**Exercise**: Show each line in the records below that contains the word "pickup".

**Material shown**:
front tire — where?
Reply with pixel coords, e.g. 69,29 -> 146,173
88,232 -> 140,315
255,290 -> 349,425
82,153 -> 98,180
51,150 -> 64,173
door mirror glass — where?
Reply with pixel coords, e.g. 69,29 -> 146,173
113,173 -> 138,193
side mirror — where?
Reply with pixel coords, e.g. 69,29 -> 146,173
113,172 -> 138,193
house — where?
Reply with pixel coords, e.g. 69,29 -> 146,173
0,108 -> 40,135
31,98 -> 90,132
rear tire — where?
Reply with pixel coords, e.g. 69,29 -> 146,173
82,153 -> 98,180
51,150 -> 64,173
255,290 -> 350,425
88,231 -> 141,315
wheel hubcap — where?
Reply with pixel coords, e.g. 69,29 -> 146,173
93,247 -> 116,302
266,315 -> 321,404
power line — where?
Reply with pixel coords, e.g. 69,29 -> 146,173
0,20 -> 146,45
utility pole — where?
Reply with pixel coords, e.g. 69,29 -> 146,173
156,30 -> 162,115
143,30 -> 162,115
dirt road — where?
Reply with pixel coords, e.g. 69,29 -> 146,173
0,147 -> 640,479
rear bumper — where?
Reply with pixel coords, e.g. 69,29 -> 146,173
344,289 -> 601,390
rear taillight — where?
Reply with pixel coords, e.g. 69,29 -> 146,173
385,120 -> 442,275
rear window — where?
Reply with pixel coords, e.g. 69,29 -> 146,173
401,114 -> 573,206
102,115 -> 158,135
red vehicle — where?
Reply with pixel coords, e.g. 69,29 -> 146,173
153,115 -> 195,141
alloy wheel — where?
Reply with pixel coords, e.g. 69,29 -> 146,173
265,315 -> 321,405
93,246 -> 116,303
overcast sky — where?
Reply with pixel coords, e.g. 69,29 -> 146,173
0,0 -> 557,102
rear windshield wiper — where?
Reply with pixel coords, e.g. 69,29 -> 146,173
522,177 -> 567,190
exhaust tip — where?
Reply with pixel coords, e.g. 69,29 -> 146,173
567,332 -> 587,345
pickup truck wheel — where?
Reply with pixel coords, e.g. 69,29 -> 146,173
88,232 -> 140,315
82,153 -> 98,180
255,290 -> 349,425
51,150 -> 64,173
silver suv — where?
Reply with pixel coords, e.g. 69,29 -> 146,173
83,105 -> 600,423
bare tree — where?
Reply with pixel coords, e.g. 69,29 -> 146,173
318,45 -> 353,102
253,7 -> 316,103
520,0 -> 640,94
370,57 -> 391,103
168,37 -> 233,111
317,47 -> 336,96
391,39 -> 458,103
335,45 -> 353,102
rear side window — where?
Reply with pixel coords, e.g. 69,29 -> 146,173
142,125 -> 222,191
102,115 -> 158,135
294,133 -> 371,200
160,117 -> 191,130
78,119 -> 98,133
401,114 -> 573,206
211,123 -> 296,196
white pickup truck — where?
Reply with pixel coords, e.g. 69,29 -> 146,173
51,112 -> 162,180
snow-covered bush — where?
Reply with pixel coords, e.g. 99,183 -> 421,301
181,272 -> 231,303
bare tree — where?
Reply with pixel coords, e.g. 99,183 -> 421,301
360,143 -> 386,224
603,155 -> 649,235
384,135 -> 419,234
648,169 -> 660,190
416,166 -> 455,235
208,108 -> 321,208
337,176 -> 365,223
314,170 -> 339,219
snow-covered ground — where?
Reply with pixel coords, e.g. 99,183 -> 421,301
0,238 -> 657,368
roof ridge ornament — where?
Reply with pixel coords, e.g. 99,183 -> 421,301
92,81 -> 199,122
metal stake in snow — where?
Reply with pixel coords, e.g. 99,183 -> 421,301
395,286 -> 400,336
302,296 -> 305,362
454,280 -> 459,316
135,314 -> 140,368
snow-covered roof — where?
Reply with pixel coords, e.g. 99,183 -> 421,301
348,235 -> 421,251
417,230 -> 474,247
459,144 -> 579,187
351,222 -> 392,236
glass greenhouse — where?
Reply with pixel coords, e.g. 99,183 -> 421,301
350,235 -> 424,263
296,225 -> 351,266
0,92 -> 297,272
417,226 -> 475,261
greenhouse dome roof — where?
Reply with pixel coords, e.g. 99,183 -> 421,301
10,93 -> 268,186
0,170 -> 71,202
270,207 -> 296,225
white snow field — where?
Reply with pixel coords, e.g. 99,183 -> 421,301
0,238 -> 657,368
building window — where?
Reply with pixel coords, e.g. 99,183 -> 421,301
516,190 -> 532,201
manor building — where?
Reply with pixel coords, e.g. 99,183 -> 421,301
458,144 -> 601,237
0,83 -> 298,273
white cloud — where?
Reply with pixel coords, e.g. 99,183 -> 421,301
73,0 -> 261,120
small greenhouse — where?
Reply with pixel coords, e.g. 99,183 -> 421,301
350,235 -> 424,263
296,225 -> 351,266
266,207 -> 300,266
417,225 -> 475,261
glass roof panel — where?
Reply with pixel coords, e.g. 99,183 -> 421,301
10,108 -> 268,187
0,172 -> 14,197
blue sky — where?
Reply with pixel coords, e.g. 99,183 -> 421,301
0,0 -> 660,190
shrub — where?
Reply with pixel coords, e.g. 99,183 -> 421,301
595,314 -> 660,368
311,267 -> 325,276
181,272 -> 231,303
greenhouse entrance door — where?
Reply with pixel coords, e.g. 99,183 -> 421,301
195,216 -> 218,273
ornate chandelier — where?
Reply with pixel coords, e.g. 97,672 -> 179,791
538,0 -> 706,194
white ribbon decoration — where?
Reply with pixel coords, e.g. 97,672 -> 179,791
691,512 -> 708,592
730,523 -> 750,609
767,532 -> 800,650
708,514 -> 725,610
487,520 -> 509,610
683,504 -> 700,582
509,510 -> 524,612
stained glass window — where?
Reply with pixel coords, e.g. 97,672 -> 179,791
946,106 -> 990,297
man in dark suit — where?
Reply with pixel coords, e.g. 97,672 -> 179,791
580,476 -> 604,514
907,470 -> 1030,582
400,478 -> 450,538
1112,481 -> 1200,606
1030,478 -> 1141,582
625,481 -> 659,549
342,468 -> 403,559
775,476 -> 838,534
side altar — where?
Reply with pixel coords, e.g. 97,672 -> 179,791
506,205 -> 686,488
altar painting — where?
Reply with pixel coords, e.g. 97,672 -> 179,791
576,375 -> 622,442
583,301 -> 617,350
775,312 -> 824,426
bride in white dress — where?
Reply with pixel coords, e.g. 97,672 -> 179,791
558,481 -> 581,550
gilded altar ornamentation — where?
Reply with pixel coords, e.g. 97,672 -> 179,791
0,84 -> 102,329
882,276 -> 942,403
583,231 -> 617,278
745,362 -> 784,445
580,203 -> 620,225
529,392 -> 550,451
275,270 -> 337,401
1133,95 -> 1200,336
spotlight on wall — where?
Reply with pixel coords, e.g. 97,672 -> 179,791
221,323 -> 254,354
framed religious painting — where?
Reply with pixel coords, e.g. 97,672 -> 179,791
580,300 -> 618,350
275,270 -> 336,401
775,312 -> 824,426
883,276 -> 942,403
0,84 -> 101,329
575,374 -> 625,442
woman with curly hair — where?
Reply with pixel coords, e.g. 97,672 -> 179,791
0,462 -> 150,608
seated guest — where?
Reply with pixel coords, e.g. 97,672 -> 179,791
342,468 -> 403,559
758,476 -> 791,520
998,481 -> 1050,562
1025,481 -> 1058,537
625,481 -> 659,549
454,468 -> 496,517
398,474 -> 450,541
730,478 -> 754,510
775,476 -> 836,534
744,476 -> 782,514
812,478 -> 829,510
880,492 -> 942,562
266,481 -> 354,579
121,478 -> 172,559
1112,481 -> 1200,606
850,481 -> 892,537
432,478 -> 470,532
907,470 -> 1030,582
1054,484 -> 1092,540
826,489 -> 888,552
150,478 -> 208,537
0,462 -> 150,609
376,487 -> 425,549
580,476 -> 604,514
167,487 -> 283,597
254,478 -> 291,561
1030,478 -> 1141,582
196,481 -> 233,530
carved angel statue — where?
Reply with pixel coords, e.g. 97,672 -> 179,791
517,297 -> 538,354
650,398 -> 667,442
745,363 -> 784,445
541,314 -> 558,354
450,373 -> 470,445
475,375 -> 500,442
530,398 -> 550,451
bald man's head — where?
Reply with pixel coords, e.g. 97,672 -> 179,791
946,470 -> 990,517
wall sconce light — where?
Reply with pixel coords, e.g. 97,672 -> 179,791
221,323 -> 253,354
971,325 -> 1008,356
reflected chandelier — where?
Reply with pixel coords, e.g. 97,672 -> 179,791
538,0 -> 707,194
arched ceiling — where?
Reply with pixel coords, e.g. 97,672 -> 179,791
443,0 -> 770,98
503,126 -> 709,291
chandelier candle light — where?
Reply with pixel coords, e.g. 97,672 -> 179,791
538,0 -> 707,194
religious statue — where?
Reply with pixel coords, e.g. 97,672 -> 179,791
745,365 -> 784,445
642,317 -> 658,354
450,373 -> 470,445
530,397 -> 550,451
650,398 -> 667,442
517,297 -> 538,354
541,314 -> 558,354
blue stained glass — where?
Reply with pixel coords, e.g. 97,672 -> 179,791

**Answer to this task**:
pickup truck wheel — where?
white pickup truck — where?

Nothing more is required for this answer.